■ Aim ■
Are you able to retype all the records below exactly?
====== Provided information ======
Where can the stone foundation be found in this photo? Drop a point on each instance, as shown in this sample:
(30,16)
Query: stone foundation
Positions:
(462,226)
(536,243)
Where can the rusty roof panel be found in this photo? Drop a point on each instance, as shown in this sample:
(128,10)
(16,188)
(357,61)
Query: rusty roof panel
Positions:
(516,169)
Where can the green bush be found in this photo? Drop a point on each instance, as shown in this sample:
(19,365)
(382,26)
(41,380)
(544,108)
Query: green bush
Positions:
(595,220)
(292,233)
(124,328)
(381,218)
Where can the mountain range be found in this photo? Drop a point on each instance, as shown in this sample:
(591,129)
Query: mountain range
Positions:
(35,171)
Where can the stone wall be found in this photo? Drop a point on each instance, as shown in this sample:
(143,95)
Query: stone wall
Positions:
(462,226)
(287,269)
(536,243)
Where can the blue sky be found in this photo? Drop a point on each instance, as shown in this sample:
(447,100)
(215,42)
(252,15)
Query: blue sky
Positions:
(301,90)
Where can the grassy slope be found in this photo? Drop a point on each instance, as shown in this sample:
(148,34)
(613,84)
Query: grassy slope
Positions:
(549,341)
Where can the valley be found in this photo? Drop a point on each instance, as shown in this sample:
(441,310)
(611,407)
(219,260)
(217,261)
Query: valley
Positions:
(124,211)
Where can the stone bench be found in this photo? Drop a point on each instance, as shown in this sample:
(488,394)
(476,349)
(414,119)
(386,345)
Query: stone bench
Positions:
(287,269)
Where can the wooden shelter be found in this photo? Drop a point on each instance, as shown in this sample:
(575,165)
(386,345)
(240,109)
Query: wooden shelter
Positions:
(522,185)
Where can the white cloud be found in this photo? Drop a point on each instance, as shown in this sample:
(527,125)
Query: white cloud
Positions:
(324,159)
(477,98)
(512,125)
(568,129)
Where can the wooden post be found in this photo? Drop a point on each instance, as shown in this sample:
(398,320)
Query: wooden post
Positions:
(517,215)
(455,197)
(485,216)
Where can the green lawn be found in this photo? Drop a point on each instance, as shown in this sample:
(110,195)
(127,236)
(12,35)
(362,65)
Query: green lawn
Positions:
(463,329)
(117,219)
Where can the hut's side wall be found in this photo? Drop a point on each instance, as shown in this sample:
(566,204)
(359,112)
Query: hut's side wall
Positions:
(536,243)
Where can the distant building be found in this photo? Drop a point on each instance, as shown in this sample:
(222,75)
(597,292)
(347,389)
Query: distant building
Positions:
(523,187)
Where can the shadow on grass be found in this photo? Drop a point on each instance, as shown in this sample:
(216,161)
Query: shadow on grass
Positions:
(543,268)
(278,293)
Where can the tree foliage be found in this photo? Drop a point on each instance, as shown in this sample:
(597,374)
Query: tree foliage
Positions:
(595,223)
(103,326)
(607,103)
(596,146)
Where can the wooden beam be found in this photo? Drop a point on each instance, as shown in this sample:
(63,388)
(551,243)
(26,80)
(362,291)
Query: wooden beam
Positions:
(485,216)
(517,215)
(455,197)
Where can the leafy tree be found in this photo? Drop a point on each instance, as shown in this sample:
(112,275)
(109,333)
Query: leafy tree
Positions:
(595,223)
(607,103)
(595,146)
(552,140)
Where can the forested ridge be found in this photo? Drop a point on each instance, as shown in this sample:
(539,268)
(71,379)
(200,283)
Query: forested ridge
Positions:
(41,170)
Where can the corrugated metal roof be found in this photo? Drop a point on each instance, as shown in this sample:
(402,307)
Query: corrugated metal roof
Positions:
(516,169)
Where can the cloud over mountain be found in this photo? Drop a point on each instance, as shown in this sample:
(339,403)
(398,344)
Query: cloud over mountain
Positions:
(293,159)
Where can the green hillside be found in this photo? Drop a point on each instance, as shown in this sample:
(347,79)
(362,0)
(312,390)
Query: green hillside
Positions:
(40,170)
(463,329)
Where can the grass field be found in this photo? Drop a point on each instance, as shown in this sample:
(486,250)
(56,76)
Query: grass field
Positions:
======
■ Output below ■
Where can the stone foundation be found in this photo? Drop a point on each instance, as shown in this sample:
(30,16)
Query: stone foundation
Positions:
(462,226)
(536,243)
Where can the rusty roof panel be found in this photo? Drop a point on each instance, as shown in this sample:
(128,10)
(16,188)
(357,61)
Query: rusty roof panel
Positions:
(516,169)
Where can the green bush be found in this photo? Drop a point on each instance, as shown in this sample:
(19,365)
(382,26)
(41,380)
(544,108)
Query: green bush
Positions:
(595,220)
(292,233)
(124,328)
(381,218)
Where can the mountain range be found in this photo? Drop a point on each instance, as shown in this sample:
(591,129)
Query: mountain range
Positions:
(35,171)
Where can the stone wall be found in this photo? Drop a point on each instance, as shown in this sample:
(143,95)
Query: stone wall
Positions:
(462,226)
(287,269)
(536,243)
Where can the blue sky be found in this photo? Drop a point on each instance, as shown in this sample:
(447,100)
(215,42)
(252,15)
Query: blue sky
Positions:
(301,90)
Where can the grassy slope be found in this photo? Drop a point on each instance, as shown in this sample:
(148,34)
(613,84)
Query: grassy slope
Positions:
(549,341)
Where can the valley be found in this photo? Drop a point on each instance, as shown in this sample:
(441,310)
(611,407)
(219,260)
(217,261)
Query: valley
Positions:
(124,211)
Where can the stone bench be found in this photo? Drop a point on each instance, as shown in this sample:
(488,394)
(476,349)
(414,119)
(386,345)
Query: stone bench
Positions:
(287,269)
Where can the wooden shelter be found in this photo? Drop a point on each instance, as shown in this sample:
(575,165)
(386,345)
(240,109)
Query: wooden shelter
Positions:
(522,185)
Where can the white cloud be found in this photo? Drop a point on each instance, as shown in this sample:
(527,125)
Query: white cloud
Positions:
(324,159)
(477,98)
(512,125)
(568,129)
Where can the wooden post be found in this photo? Drop a point on each instance, as shown in this sample:
(398,320)
Query: wooden post
Positions:
(517,215)
(455,197)
(485,216)
Where can the green lawn be found in this photo? Drop a point on each instance, as shown in this sample:
(110,195)
(127,236)
(12,35)
(362,65)
Query: green lawn
Positions:
(463,329)
(117,219)
Where can the hut's side wall be found in this photo? Drop a point on each instance, as shown in this sample:
(566,204)
(359,112)
Query: hut's side wall
Positions:
(536,243)
Where can the distant building be found in this photo? Drop a point on each instance, as shown in this sample:
(222,75)
(597,292)
(347,389)
Query: distant building
Positions:
(523,187)
Where can the shadow on grass be found in this photo? Drop a point on each instance, as shown in this sample:
(216,161)
Query: shadow on grass
Positions:
(543,268)
(278,293)
Where can the tree foliage be found in this photo? Drop a point on each instance, as shown in this sample:
(597,374)
Query: tree foliage
Positions:
(595,223)
(103,326)
(607,103)
(596,146)
Where can the wooden beam be found in this photo? Drop a point on each instance, as shown in this sample:
(63,388)
(551,243)
(26,80)
(362,291)
Query: wooden beam
Positions:
(485,216)
(517,215)
(455,197)
Where can the leafy tree be found in this photo? Drop a point on each instance, as shown in this sample:
(112,275)
(109,333)
Query: leafy tree
Positions:
(595,223)
(607,103)
(595,146)
(552,140)
Where can the forested ridge be found in this photo? Drop a point on each instance, as shown in this sample:
(539,268)
(71,379)
(200,283)
Query: forested ridge
Positions:
(41,170)
Where can the corrugated metal roof be found in this photo? Drop a point on each instance, as shown in this sample:
(402,307)
Query: corrugated metal roof
Positions:
(516,169)
Where can the cloud over mountain be found in this photo? Drop a point on each instance, as shown in this sample:
(339,403)
(398,344)
Query: cloud over mountain
Positions:
(293,159)
Where can the green hillside be found in this photo? Drop a point on each instance, as shown in this sample:
(347,79)
(362,0)
(312,390)
Query: green hillside
Positions:
(40,170)
(463,329)
Where can the grass field be found in this photo? Drop a point on each instance, as shown in this sample:
(486,250)
(56,76)
Query: grass field
Positions:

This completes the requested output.